▶ **Excerpted text**
______________________________
People who have filed knee replacement lawsuits claim that the devices loosened, became unstable and required surgery to correct their problems. One knee implant manufacturer paid $1 billion to settle 4,000 lawsuits filed over its devices.

Thousands of people have filed knee replacement lawsuits in recent years — most of which claim the devices loosened because of a design defect or other flaw.

Attorneys in Alabama filed the first lawsuit against Attune Knee Replacement manufacturer DePuy Synthes in September 2017. A steady stream of filings around the country followed. Lawyers estimate hundreds of patients may sue the Johnson & Johnson subsidiary in 2018.

There are no publicly announced Attune settlements. None of the cases has gone to trial, so there are no verdicts yet.

The Zimmer NexGen Knee Implant multidistrict litigation is currently the only active knee replacement MDL.
______________________________
▶ **Excerpted records**
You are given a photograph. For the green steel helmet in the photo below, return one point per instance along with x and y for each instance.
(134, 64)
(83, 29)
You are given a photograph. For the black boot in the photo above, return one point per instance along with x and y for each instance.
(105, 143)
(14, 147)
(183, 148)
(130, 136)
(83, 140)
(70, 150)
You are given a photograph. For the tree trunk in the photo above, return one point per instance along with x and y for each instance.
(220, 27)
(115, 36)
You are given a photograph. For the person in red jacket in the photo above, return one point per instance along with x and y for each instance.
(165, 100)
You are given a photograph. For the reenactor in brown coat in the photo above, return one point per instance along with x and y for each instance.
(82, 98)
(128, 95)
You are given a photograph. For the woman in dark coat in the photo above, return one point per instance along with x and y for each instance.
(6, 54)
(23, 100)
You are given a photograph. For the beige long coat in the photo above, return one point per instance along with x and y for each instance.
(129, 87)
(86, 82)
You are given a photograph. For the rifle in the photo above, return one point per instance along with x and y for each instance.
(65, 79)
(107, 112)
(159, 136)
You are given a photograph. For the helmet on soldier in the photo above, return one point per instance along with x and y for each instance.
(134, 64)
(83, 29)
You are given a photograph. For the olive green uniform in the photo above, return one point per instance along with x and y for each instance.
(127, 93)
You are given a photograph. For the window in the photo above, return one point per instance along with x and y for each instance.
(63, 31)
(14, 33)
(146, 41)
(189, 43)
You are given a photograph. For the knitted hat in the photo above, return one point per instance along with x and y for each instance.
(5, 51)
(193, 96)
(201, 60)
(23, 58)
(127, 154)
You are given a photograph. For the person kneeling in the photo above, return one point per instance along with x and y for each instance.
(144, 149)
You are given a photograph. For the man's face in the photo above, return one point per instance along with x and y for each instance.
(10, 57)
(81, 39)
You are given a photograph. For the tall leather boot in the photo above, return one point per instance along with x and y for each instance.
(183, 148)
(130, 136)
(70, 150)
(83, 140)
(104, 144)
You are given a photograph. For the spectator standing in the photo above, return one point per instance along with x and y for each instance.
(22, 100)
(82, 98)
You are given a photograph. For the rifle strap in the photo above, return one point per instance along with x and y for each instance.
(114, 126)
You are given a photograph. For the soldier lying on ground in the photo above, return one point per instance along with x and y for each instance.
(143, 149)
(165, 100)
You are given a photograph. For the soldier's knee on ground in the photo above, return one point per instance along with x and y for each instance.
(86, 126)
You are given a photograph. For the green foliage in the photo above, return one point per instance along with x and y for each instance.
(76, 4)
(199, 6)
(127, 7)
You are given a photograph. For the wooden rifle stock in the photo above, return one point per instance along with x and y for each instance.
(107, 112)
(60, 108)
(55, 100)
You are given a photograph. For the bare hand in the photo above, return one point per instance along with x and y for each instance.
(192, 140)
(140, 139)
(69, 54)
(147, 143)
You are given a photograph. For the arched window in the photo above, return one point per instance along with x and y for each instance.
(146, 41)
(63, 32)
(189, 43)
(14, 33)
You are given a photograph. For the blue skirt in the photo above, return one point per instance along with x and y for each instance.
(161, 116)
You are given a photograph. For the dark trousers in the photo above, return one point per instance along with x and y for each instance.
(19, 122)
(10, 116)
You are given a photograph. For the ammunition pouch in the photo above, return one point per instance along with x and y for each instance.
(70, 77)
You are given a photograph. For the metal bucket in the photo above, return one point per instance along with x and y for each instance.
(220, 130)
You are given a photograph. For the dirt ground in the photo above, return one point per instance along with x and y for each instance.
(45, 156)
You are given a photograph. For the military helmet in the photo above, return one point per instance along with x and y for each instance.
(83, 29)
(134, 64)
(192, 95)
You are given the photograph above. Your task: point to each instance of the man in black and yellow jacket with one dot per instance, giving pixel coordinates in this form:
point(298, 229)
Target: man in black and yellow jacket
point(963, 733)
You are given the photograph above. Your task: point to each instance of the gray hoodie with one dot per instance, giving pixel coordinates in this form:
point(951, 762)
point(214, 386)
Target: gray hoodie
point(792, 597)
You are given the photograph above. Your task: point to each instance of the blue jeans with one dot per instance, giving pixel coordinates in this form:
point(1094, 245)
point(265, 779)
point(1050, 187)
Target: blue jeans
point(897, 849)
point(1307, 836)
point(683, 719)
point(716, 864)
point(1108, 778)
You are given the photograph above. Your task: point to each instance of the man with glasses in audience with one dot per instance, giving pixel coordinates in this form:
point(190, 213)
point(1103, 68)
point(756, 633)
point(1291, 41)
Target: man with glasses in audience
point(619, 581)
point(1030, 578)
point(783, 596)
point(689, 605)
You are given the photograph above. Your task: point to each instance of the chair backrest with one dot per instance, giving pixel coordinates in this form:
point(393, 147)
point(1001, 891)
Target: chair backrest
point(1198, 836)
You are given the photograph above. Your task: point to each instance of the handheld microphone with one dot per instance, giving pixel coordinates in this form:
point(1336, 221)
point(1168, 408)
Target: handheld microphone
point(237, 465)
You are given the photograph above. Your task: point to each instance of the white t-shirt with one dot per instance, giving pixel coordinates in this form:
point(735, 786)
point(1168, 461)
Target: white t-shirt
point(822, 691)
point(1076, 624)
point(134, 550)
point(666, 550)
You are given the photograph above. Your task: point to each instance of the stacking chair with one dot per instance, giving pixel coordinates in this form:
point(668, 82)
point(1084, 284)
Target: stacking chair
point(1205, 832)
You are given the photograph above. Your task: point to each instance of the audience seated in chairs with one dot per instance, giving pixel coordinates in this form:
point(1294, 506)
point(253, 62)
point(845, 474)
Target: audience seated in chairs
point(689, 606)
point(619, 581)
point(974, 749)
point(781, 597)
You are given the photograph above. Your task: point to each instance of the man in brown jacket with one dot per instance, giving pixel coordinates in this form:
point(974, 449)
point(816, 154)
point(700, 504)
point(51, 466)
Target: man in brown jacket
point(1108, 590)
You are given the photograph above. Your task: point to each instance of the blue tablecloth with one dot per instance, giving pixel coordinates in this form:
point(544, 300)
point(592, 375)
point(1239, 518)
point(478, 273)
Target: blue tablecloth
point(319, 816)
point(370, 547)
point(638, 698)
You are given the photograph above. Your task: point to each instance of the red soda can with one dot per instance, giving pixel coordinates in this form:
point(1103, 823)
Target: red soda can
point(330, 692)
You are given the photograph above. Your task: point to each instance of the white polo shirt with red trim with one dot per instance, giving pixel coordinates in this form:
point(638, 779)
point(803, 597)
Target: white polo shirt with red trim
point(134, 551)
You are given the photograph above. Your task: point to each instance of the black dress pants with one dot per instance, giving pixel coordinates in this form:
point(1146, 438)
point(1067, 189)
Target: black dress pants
______________________________
▶ **Activity**
Continue the text on knee replacement lawsuits, starting after its final sentence about the Zimmer NexGen Knee Implant multidistrict litigation.

▶ **Written reply**
A federal panel combined the first 18 cases in an Illinois federal court in August 2011. There were more than 1,700 lawsuits in the MDL but most were dismissed.

In February 2018, Zimmer announced a settlement in the remaining lawsuits. The exact amount of the settlement is unknown. The company and the patients who sued agreed to keep the amount confidential. There were 260 cases still pending as of September 2018.

Though most of the recent lawsuits name DePuy and Zimmer, people have also claimed injuries from other models of knee replacements including B. Braun and Stryker.

At least 25 people sued B. Braun in a California court in 2017. All said they had to have revision surgery after their knee replacements failed.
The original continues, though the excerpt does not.